▸ **WHAT YOU ARE ASKED TO DO**: After locating the line that contains "Can you see the sheep's tail" in the following entries, reproduce it and each later line exactly, including the last.

▸ **DATASET EXTRACT**:
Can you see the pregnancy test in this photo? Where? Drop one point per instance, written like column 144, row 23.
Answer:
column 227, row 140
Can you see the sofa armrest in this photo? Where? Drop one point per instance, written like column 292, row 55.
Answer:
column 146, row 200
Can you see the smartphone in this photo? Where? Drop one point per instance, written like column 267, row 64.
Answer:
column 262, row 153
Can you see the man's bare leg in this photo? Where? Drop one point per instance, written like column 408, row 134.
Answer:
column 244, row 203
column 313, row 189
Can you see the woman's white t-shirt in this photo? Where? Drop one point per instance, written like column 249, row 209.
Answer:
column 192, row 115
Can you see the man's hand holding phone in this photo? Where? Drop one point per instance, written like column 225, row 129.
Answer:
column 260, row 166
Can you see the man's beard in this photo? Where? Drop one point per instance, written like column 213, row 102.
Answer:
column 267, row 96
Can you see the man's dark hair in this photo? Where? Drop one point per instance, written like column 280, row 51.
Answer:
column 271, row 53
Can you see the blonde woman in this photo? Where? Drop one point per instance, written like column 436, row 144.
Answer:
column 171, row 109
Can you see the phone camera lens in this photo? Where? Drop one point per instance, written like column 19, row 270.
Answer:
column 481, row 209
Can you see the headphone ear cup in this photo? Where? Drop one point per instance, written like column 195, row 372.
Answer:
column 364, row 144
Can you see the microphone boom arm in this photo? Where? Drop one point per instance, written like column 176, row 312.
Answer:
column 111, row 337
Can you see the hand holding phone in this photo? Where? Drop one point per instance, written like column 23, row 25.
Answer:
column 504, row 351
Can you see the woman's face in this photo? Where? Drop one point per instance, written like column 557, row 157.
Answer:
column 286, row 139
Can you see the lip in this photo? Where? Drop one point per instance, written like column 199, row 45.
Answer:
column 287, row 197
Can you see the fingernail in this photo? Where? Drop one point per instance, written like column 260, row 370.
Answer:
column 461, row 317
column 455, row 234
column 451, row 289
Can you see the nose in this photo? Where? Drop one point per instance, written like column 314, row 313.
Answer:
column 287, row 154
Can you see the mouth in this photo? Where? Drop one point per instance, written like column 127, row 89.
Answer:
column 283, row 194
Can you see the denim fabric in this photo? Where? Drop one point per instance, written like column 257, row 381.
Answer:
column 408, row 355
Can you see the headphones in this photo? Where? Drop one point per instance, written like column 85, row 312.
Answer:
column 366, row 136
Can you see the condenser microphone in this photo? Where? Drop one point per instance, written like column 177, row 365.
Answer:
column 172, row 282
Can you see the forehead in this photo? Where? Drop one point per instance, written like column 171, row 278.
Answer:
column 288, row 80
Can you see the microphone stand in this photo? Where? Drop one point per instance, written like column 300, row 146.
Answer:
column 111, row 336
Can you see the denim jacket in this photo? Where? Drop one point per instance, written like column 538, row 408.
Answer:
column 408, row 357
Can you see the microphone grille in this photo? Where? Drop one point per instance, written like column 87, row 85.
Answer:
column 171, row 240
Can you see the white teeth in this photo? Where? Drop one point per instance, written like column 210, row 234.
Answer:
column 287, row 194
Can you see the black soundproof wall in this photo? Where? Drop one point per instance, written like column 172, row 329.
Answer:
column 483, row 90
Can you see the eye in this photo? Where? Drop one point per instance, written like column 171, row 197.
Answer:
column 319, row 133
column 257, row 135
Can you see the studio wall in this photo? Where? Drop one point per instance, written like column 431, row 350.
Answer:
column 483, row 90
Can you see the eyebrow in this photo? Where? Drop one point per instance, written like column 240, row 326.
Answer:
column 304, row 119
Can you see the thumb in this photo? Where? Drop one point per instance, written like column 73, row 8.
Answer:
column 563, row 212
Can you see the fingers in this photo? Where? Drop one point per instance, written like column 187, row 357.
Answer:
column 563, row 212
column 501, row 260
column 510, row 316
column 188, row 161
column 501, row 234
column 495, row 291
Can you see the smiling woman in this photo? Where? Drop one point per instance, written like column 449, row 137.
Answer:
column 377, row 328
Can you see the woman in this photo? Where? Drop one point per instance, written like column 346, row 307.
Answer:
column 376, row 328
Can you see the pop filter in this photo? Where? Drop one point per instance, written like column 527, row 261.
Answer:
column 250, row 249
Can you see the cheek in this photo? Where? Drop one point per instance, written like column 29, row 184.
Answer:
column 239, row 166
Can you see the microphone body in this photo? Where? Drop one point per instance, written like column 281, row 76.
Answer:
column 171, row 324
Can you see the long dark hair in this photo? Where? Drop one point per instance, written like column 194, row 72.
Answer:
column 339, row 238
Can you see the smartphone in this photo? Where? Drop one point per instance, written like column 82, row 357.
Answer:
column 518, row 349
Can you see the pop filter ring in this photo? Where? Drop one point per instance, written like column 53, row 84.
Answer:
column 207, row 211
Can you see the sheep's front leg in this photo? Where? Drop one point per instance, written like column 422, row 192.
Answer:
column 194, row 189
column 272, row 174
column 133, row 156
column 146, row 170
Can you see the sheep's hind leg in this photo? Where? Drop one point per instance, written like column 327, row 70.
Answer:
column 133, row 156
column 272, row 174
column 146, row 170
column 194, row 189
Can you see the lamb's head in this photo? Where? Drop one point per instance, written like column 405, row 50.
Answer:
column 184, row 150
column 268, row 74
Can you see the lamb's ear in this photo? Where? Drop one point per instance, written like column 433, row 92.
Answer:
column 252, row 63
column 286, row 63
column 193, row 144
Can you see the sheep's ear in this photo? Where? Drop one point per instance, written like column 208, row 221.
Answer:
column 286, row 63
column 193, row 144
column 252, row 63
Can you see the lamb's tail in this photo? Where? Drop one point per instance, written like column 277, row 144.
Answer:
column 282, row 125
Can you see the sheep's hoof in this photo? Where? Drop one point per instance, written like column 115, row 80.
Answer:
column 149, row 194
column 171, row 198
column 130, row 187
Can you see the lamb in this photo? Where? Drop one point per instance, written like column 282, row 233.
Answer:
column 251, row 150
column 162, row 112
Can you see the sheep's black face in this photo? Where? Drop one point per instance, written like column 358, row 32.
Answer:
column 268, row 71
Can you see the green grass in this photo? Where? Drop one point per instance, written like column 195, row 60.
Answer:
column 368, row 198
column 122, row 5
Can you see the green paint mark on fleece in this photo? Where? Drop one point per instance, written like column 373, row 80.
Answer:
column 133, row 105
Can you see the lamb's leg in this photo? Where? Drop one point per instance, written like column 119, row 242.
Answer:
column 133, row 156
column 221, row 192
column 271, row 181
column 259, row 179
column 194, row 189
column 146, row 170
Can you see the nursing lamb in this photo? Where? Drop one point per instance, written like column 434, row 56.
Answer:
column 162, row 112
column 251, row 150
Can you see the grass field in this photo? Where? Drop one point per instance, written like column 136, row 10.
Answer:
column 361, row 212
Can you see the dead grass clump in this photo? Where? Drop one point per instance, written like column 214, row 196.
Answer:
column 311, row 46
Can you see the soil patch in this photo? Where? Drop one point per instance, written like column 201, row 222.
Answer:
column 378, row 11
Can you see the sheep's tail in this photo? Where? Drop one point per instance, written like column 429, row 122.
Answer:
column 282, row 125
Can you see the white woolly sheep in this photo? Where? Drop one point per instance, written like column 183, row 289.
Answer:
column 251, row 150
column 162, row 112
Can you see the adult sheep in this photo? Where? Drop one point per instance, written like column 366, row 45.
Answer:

▸ **REPLY**:
Can you see the sheep's tail in this photo? Where? Drop one point per instance, written like column 429, row 122.
Answer:
column 282, row 125
Can you see the white woolly sheep in this photo? Where? Drop one point per instance, written like column 183, row 289.
Answer:
column 251, row 150
column 162, row 112
Can you see the adult sheep in this photo? Where? Drop one point per instance, written like column 366, row 45.
Answer:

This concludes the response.